::: AUSGANGSTEXT

(20.09.2012, 06:35)Niceyard schrieb: [ -> ]Diese Skala von Stress finde ich interessant. Sehr interessant.
Die Motive finde ich auch eine gute Idee.
Allerdings kommt mir die strikte Trennung von Motiven etwas restriktiv vor.
Kann man mit Motiven nicht andere kompensieren?
Kann man. Hier einige Beispiele:
- Bei einem Kampf kannst du das Leistungsmotiv oder das Machtmotiv aktivieren. Das Leistungsmotiv bezieht sich auf dein Bemühen, deine Sache gut zu machen. Das Machtmotiv bezieht sich auf das Bestreben, als Sieger hervorzugehen. Der Unterschied offenbart sich erst nach dem Ausgang des Kampfes. Als Leistungsmotivierter freust du dich über deine Leistung, die Unterwerfung deines Gegners ist dir egal (kann für Folgesituationen wichtig werden). Als Machtmotivierter stellst du nach dem Sieg die neuen Verhältnisse eindeutig klar. Du bist der Boss, der Verlierer hat dir zu gehorchen. Wenn Macht auf Macht trifft, werden so besonders klar die Hierarchieverhältnisse geklärt. Zwei Leistungsmotiverte folgern aus dem Kampf keine Hierarchieverschiebungen. Sie gratulieren einander zur Leistung und sonst bleibt alles beim Alten. Das wird besonders fies, wenn du als L-Motivierter einen höhergestellten M-Motivierten im Trainingskampf besiegst. Der M-Motivierte versteht das nämlich als Angriff auf seinen Rang (während du das in Wirklichkeit gar nicht im Sinn hattest) und könnte dich fortan trietzen, um klarzumachen, dass er weiterhin den höheren Rang hat.

::::::
::: DATENAUSZUG

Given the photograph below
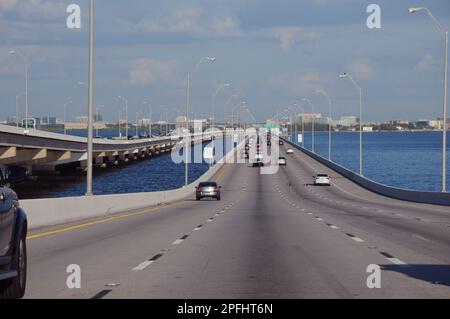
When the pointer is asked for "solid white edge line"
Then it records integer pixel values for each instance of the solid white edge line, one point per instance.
(143, 265)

::::::

Übertrage diesen Satz aus dem Forumsbeitrag über Motive ins Englische: „Das Leistungsmotiv bezieht sich auf dein Bemühen, deine Sache gut zu machen.“

* [DAS ERGEBNIS]:
The achievement motive refers to your effort to do your job well.